**** GIVEN INFORMATION

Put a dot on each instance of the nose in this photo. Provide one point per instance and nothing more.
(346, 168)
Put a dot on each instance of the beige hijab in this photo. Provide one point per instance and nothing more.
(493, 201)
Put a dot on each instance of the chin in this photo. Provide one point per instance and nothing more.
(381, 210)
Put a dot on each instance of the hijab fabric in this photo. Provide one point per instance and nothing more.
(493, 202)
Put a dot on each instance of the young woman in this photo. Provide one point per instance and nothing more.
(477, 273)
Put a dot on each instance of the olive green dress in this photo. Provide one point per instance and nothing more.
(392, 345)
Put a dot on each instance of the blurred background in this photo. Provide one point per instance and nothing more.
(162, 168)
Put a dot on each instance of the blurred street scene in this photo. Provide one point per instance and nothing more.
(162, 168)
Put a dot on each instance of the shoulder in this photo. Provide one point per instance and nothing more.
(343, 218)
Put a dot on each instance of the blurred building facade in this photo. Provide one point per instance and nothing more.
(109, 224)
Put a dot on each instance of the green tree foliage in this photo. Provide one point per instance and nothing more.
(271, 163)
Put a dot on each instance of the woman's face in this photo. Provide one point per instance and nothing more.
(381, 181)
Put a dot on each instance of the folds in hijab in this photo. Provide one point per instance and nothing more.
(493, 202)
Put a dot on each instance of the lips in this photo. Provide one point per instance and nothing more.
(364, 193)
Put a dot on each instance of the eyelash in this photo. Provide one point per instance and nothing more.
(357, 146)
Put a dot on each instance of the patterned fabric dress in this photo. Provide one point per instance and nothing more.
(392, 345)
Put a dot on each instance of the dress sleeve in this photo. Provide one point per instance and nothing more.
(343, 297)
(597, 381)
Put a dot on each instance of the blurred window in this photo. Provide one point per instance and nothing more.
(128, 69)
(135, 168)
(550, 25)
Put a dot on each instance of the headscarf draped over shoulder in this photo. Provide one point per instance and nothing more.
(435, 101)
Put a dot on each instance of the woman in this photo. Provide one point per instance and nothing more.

********

# WORK REQUIRED
Reply with the complete data above, every character as it stands.

# SOLUTION FOR THIS PROBLEM
Put a dot on each instance of the nose in this photo. Provide one point per instance and nothing more.
(346, 168)
Put a dot on each instance of the beige hijab in this photo. Provide one point per instance and nothing more.
(493, 201)
Put a dot on each instance of the chin in this photo. Provide one point per instance and nothing more.
(381, 210)
Put a dot on each instance of the hijab fabric in this photo. Provide one point per instance and nothing more.
(493, 202)
Put a dot on each instance of the young woman in this photo. Provide one point per instance and nothing more.
(477, 273)
Put a dot on each instance of the olive green dress in this photo. Provide one point per instance and nothing more.
(392, 345)
Put a dot on each instance of the blurred background in this photo. Provide one point per instance and nothing more.
(162, 168)
Put a dot on each instance of the blurred street scene in this photo. Provide one point per instance and nothing more.
(162, 168)
Put a dot on each instance of the shoulder in this photo. Provide one point per instance and nothing more.
(343, 218)
Put a dot on each instance of the blurred building facade in this photo. Provide one point per instance and nothing more.
(109, 224)
Put a dot on each instance of the green tree foliage in this photo. Provide one point per instance and nothing more.
(271, 163)
Put a dot on each instance of the woman's face in this photo. Provide one point per instance and nothing more.
(381, 181)
Put a dot on each instance of the folds in hijab in this photo. Provide one point per instance and nothing more.
(493, 202)
Put a dot on each instance of the lips in this photo. Provide one point per instance and nothing more.
(364, 193)
Put a dot on each instance of the eyelash in this photo. Provide one point per instance and nothing more.
(357, 146)
Put a dot on each instance of the patterned fabric dress in this photo. Provide one point per instance and nothing more.
(392, 345)
Put a dot on each instance of the dress sleeve in this photo. Provide one point per instance and nothing more.
(343, 297)
(597, 381)
Put a dot on each instance of the blurred window in this photo. Provide one point per instance and nothing more.
(128, 69)
(135, 168)
(550, 25)
Put a dot on each instance of the headscarf draped over shoulder in this photo. Provide one point per instance and nothing more.
(435, 101)
Put a dot on each instance of the woman in this photo. Provide one point per instance and nothing more.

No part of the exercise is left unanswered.